§ Quoted passage
= = = = =
Re: Safety of opening up /dev/dma_heap/* to physically present users (udev uaccess tag) ?

From: Laurent Pinchart
Date: Tue May 07 2024 - 14:38:13 EST


On Tue, May 07, 2024 at 07:36:59PM +0200, Daniel Vetter wrote:
> On Tue, May 07, 2024 at 04:15:05PM +0100, Bryan O'Donoghue wrote:
> > On 07/05/2024 16:09, Dmitry Baryshkov wrote:
> > > Ah, I see. Then why do you require the DMA-ble buffer at all? If you are
> > > providing data to VPU or DRM, then you should be able to get the buffer
> > > from the data-consuming device.
> >
> > Because we don't necessarily know what the consuming device is, if any.
>
> Well ... that's an entirely different issue. And it's unsolved.
>
> Currently the approach is to allocate where the constraints are usually
> most severe (like display, if you need that, or the camera module for
> input) and then just pray the stack works out without too much copying.
> All userspace (whether the generic glue or the userspace driver depends a
> bit upon the exact api) does need to have a copy fallback for these
> sharing cases, ideally with the copying accelerated by hw.
>
> If you try to solve this by just preemptive allocating everything as cma
> buffers, then you'll make the situation substantially worse (because now
> you're wasting tons of cma memory where you might not even need it).
> And without really solving the problem, since for some gpus that memory
> might be unusable (because you cannot scan that out on any discrete gpu,
> and sometimes not even on an integrated one).
= = = = =
§ Stored data

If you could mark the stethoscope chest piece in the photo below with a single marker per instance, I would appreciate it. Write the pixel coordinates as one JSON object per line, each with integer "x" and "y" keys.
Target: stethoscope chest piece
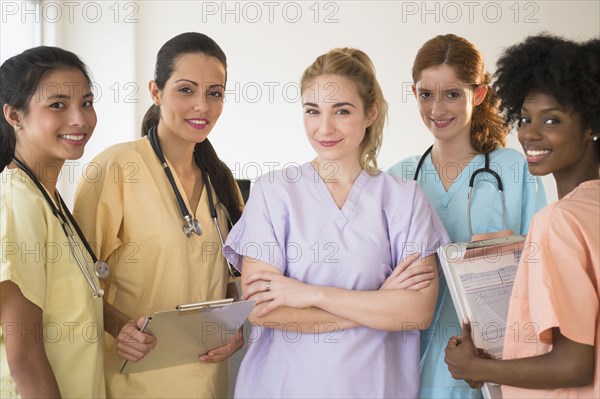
= = = = =
§ Problem to work on
Continue the email thread about opening /dev/dma_heap to physically present users, starting right after its final sentence.

§ Written answer
I think we have a general agreement that the proposed solution is a
stop-gap measure for an unsolved issue.

Note that libcamera is already designed that way. The API is designed to
import buffers, using dma-buf file handles. If an application has a way
to allocate dma-buf instances through another means (from the display or
from a video encoder for instance), it should do so, and use those
buffers with libcamera.

For applications that don't have an easy way to get hold of dma-buf
instances, we have a buffer allocator helper as a side component. That
allocator uses the underlying camera capture device, and allocates
buffers from the V4L2 video device. It's only on platforms where we have
no hardware camera processing (or, rather, platforms where the hardware
vendors doesn't give us access to the camera hardware, such as recent
Intel SoCs, or Qualcomm SoCs used in ARM laptops) that we need to
allocate memory elsewhere.

In the long run, I want a centralized memory allocator accessible by
userspace applications (something similar in purpose to gralloc on
Android), and I want to get rid of buffer allocation in libcamera (and
even in V4L2, in the even longer term). That's the long run.

Shorter term, we have a problem to solve, and the best option we have
found so far is to rely on dma-buf heaps as a backend for the frame
buffer allocatro helper in libcamera for the use case described above.
This won't work in 100% of the cases, clearly. It's a stop-gap measure
until we can do better.

> > Could be VPU, could be Zoom/Hangouts via pipewire, could for argument sake
> > be GPU or DSP.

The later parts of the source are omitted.